WORK TO BE COMPLETED: Please report every line of the material below that contains the word "white", copying each such line in full. Case counts.

(Records from a point labeling set)
◆ ◆ ◆ ◆ ◆ ◆ ◆
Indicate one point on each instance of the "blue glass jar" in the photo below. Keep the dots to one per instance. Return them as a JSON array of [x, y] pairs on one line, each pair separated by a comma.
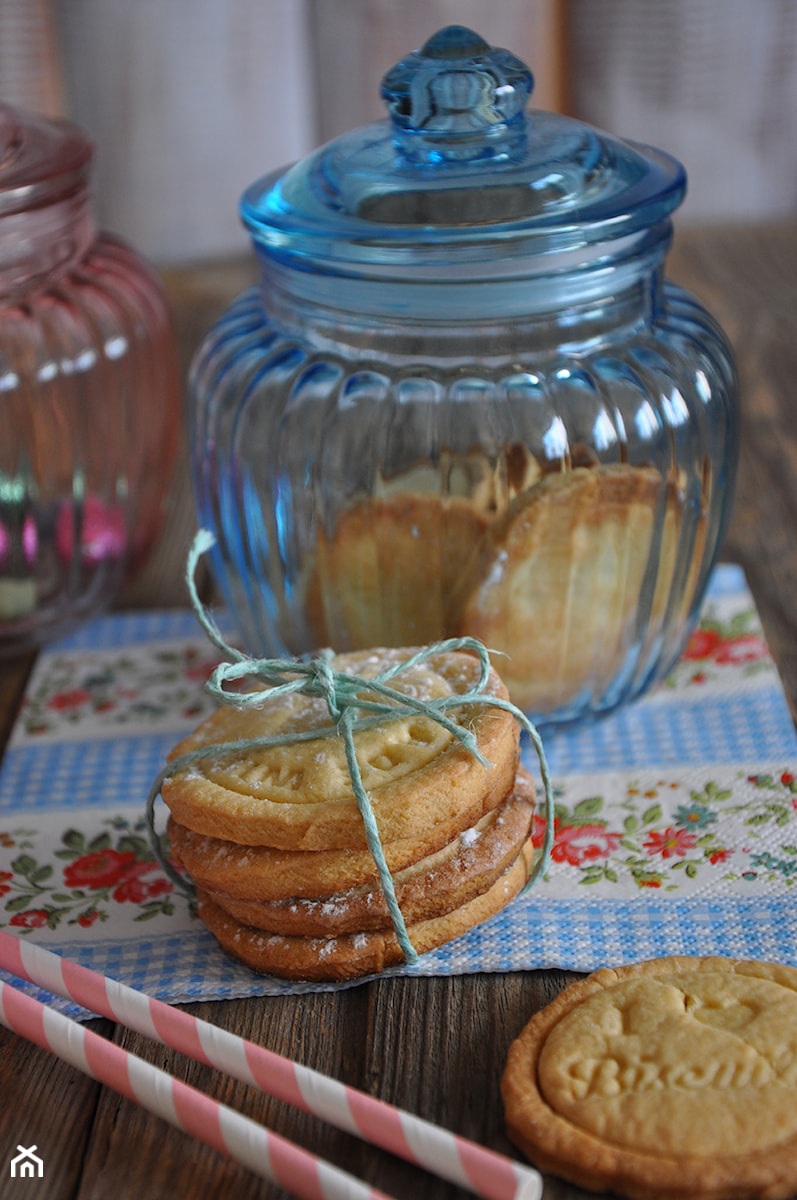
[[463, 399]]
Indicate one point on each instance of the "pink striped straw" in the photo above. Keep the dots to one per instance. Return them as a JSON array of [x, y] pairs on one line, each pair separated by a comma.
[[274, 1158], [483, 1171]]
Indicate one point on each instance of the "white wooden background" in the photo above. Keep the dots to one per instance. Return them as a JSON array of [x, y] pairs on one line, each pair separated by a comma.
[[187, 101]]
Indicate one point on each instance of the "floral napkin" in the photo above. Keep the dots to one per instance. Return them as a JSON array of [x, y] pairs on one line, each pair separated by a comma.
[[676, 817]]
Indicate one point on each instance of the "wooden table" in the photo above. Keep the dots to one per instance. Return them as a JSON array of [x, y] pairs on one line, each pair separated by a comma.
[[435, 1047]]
◆ ◆ ◆ ◆ ◆ ◆ ◆
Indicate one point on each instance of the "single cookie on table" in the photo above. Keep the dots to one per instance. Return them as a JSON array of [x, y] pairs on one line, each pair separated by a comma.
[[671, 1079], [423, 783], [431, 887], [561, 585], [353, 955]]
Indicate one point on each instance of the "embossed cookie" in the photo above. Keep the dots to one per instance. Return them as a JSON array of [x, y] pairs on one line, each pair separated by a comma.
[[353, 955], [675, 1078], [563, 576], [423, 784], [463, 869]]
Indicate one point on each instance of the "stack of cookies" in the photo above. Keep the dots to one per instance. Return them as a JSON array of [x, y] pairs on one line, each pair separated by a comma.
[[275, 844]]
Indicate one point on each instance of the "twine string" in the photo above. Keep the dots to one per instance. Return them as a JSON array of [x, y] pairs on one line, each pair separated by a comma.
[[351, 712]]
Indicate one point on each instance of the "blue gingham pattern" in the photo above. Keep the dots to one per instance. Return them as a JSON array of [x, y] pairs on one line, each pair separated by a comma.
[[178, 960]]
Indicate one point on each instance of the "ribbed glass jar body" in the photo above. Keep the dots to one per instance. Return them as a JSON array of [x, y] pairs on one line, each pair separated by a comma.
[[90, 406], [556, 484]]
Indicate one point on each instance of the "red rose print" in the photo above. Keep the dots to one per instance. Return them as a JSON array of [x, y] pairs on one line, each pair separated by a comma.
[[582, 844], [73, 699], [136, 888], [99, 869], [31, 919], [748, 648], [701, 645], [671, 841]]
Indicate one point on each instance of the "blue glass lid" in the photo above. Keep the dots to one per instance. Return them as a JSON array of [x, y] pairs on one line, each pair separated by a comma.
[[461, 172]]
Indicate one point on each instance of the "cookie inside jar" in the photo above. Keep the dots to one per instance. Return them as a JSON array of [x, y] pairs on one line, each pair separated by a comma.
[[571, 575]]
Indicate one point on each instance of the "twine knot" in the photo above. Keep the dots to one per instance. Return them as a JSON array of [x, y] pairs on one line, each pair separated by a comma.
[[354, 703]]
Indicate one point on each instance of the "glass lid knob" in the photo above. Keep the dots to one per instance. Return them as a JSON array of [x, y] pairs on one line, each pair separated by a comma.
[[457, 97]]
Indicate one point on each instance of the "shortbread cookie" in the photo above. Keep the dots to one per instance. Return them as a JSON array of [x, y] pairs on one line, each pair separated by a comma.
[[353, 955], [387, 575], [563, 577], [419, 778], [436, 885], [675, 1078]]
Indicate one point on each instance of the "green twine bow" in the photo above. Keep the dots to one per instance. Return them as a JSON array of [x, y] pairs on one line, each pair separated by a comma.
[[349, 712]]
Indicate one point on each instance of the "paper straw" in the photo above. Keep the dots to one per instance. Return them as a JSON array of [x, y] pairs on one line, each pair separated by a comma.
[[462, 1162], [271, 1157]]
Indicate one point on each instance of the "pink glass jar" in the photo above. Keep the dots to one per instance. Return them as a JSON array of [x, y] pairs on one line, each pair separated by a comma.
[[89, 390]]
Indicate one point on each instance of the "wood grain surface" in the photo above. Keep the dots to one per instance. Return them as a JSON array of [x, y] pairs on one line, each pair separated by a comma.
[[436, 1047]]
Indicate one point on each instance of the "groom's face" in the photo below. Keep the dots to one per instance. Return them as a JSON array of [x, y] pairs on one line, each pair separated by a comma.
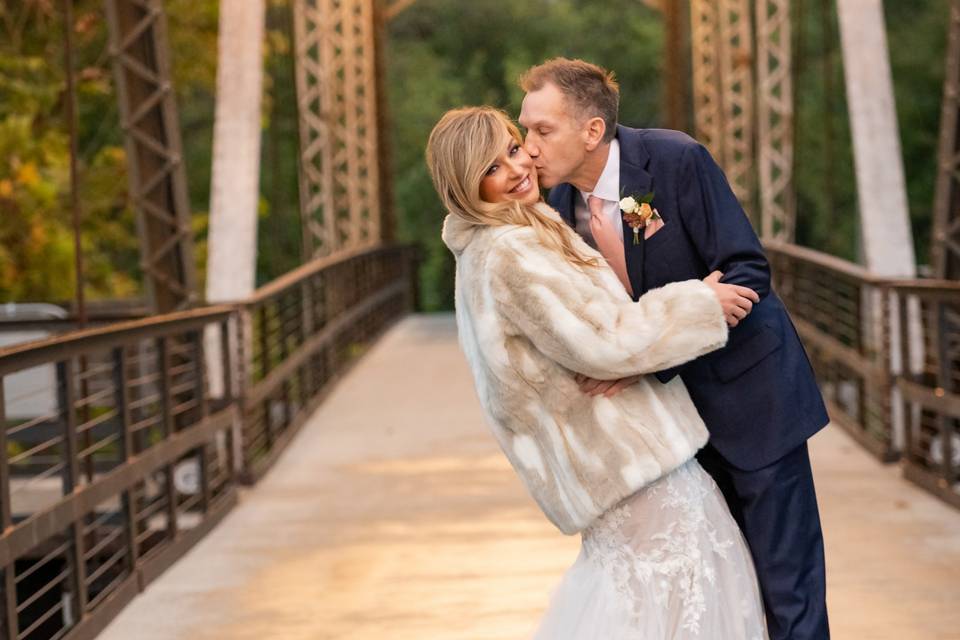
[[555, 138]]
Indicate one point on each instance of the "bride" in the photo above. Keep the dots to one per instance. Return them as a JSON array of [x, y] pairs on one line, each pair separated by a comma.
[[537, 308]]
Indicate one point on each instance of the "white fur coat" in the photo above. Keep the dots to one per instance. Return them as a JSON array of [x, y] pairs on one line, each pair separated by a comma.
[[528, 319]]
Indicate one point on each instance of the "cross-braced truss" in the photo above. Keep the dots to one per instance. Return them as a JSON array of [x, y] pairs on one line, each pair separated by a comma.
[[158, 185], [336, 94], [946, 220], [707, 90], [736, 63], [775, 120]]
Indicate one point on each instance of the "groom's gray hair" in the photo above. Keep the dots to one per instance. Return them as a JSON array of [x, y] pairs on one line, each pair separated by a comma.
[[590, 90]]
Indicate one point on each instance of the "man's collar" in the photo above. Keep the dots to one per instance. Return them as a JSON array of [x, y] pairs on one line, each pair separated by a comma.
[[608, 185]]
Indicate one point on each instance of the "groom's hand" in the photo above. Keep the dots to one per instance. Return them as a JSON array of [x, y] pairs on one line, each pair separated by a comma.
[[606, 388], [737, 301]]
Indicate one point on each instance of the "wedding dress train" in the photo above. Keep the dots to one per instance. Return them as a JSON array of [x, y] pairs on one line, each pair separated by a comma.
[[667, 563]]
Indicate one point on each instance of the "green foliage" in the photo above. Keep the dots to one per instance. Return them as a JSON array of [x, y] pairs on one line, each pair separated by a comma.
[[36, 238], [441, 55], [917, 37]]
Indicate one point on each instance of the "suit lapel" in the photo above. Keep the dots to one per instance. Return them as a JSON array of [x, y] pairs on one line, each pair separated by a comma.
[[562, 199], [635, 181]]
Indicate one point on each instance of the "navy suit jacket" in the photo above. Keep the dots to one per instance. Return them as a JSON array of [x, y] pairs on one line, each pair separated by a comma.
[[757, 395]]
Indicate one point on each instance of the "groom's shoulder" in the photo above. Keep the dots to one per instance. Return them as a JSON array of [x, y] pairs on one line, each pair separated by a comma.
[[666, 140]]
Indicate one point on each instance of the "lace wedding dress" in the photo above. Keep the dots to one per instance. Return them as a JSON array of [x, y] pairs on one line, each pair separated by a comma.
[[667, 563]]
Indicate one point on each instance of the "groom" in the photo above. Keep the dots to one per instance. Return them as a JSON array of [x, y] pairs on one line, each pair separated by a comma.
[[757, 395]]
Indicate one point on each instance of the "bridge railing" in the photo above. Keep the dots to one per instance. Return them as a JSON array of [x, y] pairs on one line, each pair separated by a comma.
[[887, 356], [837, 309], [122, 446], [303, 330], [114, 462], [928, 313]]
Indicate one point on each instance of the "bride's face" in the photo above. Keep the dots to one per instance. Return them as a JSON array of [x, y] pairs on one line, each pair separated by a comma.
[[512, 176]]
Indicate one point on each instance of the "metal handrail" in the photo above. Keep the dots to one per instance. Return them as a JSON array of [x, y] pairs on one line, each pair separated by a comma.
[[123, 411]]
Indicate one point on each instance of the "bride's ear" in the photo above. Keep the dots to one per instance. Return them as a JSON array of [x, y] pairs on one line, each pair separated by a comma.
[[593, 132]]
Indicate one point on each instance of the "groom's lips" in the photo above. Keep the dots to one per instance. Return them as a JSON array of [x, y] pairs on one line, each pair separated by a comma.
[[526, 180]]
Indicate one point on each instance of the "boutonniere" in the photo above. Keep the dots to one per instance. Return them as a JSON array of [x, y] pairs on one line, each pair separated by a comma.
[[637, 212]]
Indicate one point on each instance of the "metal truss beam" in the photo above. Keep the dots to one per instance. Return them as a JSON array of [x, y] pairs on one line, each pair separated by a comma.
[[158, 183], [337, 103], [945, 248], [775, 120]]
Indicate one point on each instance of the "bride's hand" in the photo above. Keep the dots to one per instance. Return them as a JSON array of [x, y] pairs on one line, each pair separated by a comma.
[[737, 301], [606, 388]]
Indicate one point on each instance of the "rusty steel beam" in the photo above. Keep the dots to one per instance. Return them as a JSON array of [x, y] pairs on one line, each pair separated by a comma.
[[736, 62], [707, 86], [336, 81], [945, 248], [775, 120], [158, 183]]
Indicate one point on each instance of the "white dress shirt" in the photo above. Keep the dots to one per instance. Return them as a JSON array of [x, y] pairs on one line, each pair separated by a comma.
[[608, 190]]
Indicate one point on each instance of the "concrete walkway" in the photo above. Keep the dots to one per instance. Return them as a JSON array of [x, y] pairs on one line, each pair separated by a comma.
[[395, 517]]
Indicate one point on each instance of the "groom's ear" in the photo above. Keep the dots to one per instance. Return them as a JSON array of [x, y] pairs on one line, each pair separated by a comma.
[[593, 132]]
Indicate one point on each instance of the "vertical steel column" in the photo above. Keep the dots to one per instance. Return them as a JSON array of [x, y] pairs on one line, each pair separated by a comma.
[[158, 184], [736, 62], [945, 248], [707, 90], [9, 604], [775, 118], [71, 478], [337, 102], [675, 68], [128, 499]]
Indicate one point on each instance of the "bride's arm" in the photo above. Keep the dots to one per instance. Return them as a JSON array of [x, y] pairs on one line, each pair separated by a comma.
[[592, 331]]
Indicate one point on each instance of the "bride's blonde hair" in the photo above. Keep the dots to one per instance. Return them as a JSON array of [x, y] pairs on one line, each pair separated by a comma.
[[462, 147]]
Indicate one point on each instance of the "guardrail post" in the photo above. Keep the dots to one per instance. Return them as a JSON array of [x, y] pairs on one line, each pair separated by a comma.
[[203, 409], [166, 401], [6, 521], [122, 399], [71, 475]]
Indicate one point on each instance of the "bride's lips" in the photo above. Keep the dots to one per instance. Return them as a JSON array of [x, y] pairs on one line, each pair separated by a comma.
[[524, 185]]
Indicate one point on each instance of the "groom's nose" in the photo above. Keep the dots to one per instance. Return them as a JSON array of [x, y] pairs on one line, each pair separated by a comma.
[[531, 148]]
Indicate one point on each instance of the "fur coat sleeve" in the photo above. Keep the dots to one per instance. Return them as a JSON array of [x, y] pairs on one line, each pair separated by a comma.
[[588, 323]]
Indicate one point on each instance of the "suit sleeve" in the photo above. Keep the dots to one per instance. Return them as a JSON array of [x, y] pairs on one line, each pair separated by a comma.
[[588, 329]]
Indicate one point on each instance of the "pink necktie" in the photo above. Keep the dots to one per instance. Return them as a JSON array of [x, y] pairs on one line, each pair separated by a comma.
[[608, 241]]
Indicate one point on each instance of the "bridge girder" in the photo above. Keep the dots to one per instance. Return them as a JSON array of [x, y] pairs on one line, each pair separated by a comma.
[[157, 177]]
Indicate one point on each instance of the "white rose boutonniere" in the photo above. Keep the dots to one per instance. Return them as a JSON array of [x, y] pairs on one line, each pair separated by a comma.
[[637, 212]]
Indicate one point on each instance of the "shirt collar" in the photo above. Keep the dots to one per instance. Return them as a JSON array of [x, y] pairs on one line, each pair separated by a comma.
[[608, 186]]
◆ ◆ ◆ ◆ ◆ ◆ ◆
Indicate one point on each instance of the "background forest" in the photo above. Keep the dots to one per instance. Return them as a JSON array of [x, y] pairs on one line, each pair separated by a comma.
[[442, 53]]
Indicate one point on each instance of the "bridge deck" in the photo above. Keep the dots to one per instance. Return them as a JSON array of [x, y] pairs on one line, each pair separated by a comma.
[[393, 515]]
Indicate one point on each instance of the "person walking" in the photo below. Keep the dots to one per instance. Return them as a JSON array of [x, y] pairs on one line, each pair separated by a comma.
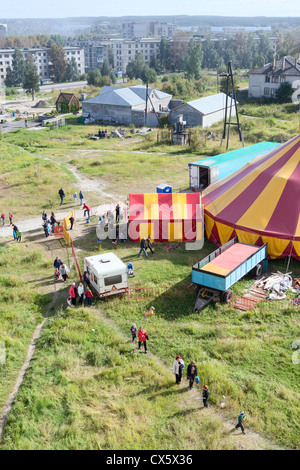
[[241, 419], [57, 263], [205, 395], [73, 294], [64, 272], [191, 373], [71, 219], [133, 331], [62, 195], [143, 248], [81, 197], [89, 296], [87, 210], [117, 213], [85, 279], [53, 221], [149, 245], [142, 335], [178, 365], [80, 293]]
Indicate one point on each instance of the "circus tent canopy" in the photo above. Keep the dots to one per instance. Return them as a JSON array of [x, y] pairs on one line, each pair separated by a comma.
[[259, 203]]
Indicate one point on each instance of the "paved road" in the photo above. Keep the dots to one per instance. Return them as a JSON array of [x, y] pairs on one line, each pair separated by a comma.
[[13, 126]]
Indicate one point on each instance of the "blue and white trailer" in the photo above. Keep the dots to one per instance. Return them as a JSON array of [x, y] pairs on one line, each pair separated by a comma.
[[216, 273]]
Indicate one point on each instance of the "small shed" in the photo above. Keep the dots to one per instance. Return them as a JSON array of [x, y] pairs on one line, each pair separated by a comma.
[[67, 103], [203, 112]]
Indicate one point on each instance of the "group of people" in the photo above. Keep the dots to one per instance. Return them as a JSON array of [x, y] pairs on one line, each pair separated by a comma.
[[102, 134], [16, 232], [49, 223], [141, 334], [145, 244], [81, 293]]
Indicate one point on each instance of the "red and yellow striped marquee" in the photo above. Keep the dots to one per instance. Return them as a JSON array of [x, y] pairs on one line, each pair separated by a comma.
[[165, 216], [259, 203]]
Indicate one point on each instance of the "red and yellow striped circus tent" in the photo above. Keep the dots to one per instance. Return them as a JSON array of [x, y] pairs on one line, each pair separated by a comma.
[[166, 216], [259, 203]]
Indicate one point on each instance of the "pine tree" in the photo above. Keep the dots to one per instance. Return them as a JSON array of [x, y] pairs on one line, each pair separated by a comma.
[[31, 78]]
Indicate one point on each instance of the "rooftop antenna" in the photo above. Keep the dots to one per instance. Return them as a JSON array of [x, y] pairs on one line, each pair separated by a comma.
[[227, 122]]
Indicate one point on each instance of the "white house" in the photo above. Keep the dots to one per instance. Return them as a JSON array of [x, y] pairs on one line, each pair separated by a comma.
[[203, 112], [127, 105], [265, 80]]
◆ ◆ ◆ ◆ ◆ ◆ ◆
SOLVED PROBLEM:
Indicate one point on each instance of the "white wooden background" in the photo above. Keep the dots to one per instance. Return them as a JSON array of [x, y] pairs on one line, each pair separated by a comma.
Indicate one point on each instance of the "white fur coat" in the photo above. Keep the dots to one per instance. Return them as a JSON array of [x, y] pairs on one line, each pair separated by a comma.
Indicate one point on each instance of the "white dress shirt" in the photo above. Keep the dots to one per instance. Return them as a JSON array of [x, y] pairs on one line, each pair separated by a comma.
Indicate one point on each instance of the "white rose boutonniere" in the photo above. Keep the dots to one per instance. Return them as a JSON array of [x, y] pairs on one line, each pair separated by a comma.
Indicate one point on each instance of the "blue and white trailer" in the photo above. Keep the dots to one per instance. Return them as a JSON array of [x, y] pairs on one line, each pair separated by a comma.
Indicate one point on each instance of the "white house" in the photo above. Keep the dots to one per instance. Return them as a JSON array of [x, y] pairs on one line, each pair separated by a comma.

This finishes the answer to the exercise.